Does Depression Lead to Teen Suicide?


Suicide is the third leading cause of death in people aged 15 to 24, and the sixth leading cause of people aged 5 to 14. Teenagers are truly under a lot of stress and often find themselves in situations that feel impossible to cope with. Pressure comes at teens from all directions – peer pressure to make destructive decisions, pressure from parents and teachers to do well in school, pressure to make the right decisions in planning the rest of one’s life. Some teens escape their youth unharmed, but not all people have the coping skills to deal with their teenage years in a healthy way. So what is it that makes some teens feel they are incapable of dealing with the pressure and see no way out other than suicide? In a word: depression.

Depression is a disorder that distorts a patient’s thinking. It forces the patient to focus on failures, disappointments, and other negatives in life. Depression stops a person from seeing many of the positive aspects of life. Being unable to see positivity means a person is incapable of seeing possible positive outcomes. A teen struggling with depression may not be able to see the light at the end of the tunnel that is Depression. Unable to believe he/she will ever be successful or happy, a frustrated, depressed teenager may see no option other than to end his/her life.

Parents and other family members of teenagers should take note and seek help if they notice the following signs in their loved one:

  • Changes in sleeping habits – not getting adequate sleep or sleeping too much

  • Changes in eating habits – overeating or not eating

  • Withdrawal from friends and family

  • Loss of interest in previously enjoyed activities

  • Violent or excessively angry outbursts

  • Lack of concern for personal appearance or hygiene

  • Use of drugs or alcohol

  • Difficulty concentrating or significant decline in academic performance

  • Notable personality changes

  • Frequent complaints of physical pains, such as headaches or stomachaches

  • Rejecting praise or rewards

  • Complaints of feeling like a bad person

  • Suddenly seeming cheerful after a period of depression

  • Talking about suicide or “leaving”

  • Hinting he/she is a burden

  • Giving away or throwing away formerly prized possessions

Depression and suicide are hard topics to talk about. If you believe a loved one may be suffering from Depression or contemplating suicide, it is important to initiate the conversation. Your family doctor can help you initiate the process of treatment.

▬▬▬

[TASKS TO PERFORM]
(1) According to the article on teen suicide, where does suicide rank among causes of death for people aged 15 to 24?
(2) Repeat the portion of the article on teen suicide that opens with the words containing "Does Depression Lead" and closes with "a word: depression.".

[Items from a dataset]
▬▬▬

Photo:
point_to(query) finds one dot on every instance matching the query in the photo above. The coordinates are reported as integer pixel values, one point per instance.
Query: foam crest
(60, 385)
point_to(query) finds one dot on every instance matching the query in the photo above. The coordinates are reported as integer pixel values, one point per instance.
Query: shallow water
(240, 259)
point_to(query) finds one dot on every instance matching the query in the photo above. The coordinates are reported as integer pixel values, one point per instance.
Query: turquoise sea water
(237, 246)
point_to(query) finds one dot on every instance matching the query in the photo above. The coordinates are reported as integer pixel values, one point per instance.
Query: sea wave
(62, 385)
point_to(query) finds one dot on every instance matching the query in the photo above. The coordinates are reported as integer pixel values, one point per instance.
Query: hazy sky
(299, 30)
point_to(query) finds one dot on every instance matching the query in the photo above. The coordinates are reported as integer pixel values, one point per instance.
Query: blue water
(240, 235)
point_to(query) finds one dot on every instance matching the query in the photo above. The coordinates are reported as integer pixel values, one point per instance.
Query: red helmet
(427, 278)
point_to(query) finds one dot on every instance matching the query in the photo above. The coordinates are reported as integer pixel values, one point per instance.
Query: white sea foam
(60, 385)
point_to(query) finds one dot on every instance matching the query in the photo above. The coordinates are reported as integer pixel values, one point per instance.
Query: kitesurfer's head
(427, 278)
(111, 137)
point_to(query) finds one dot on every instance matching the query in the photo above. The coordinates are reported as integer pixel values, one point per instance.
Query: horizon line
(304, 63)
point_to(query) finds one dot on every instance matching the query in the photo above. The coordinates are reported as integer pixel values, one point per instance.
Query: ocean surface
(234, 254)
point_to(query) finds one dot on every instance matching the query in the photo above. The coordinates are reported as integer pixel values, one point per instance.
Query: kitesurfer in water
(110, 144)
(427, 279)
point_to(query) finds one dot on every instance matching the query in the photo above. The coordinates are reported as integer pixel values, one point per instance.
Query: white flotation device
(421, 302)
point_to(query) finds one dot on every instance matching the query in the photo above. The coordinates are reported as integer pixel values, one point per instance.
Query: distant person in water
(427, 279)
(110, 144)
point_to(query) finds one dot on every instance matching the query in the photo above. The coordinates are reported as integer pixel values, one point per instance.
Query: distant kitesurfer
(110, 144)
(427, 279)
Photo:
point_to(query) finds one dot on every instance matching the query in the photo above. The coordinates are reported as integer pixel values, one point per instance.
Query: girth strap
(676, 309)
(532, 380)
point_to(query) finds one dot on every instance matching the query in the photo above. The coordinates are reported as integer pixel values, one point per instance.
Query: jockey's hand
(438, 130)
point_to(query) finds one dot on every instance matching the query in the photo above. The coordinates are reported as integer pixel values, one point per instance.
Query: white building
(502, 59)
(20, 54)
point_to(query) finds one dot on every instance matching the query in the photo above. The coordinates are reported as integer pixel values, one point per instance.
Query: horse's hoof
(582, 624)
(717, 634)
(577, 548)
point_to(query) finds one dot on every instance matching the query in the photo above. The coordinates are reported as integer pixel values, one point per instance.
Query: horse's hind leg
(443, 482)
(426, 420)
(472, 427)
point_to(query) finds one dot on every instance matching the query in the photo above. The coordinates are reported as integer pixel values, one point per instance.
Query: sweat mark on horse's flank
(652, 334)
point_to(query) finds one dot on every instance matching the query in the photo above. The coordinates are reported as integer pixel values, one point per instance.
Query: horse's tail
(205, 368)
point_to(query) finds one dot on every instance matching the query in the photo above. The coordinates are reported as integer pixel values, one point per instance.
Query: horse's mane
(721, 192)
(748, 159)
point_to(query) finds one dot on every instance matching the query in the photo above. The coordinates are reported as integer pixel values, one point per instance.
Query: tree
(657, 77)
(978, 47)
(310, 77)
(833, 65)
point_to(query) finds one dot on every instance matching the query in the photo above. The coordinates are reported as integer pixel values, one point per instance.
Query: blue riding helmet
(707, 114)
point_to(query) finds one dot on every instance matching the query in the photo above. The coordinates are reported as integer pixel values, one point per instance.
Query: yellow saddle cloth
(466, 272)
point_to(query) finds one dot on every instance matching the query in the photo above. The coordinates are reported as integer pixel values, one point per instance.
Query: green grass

▬▬▬

[SOLUTIONS TO THE TASKS]
(1) It is the third leading cause of death for that age group.

(2)
Does Depression Lead to Teen Suicide?


Suicide is the third leading cause of death in people aged 15 to 24, and the sixth leading cause of people aged 5 to 14. Teenagers are truly under a lot of stress and often find themselves in situations that feel impossible to cope with. Pressure comes at teens from all directions – peer pressure to make destructive decisions, pressure from parents and teachers to do well in school, pressure to make the right decisions in planning the rest of one’s life. Some teens escape their youth unharmed, but not all people have the coping skills to deal with their teenage years in a healthy way. So what is it that makes some teens feel they are incapable of dealing with the pressure and see no way out other than suicide? In a word: depression.